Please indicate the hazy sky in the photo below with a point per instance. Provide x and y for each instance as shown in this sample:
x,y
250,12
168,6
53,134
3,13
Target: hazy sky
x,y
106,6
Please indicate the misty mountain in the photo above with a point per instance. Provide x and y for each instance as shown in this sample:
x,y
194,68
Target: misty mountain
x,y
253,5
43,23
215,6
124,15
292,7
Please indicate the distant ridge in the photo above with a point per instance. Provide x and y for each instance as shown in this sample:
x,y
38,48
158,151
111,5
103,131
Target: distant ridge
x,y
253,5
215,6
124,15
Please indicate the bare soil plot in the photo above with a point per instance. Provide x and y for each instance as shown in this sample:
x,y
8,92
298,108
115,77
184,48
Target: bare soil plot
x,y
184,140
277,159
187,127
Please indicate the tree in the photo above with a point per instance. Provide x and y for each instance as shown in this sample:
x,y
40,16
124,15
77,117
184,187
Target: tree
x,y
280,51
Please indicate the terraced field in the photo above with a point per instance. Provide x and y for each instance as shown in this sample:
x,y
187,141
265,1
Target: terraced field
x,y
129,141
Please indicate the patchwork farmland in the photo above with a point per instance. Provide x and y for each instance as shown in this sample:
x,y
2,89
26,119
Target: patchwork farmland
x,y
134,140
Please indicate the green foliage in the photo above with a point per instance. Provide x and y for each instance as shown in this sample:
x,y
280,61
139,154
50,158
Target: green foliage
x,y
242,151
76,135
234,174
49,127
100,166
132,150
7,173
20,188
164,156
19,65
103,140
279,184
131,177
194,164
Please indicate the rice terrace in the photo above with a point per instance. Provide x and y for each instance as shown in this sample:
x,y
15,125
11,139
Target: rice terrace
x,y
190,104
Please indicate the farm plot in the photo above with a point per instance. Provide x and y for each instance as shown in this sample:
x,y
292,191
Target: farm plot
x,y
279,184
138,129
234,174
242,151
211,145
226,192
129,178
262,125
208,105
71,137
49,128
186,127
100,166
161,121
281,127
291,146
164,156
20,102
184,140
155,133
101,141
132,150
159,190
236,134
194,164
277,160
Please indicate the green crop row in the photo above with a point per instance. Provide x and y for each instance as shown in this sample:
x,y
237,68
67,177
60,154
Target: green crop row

- - - - - - -

> [WHAT NEEDS TO BE DONE] Reproduce the material above word for word, from the line containing "Please indicate the green foliage" through its final line, with both of those lines included.

> [RESPONSE TO THE EXERCISE]
Please indicate the green foliage in the photo above with a point per instance. Provide x and y for each instance as shown in this sample:
x,y
280,61
139,154
50,158
Target: green foliage
x,y
242,151
76,135
234,174
49,127
100,166
132,150
7,173
20,188
164,156
19,65
103,140
279,184
131,177
194,164
Please indicate the rice terrace in the photo above with a point per instance. Provide x and y for each instance as shown in this sample:
x,y
15,125
11,139
Target: rice terrace
x,y
190,104
Please indicate the farm plot in the photo above with a point per instance. Provide x and y for each instance as shown in this sample:
x,y
292,191
Target: farm plot
x,y
279,184
138,129
234,174
242,151
211,145
226,192
129,178
262,125
208,105
71,137
49,128
186,127
100,166
161,121
281,127
291,146
164,156
20,102
184,140
155,133
101,141
132,150
159,190
236,134
194,164
277,160
Please indicate the green crop row in the photo above with a point per instance. Provide x and y for each instance as shown in this sample:
x,y
237,68
67,177
60,154
Target: green crop row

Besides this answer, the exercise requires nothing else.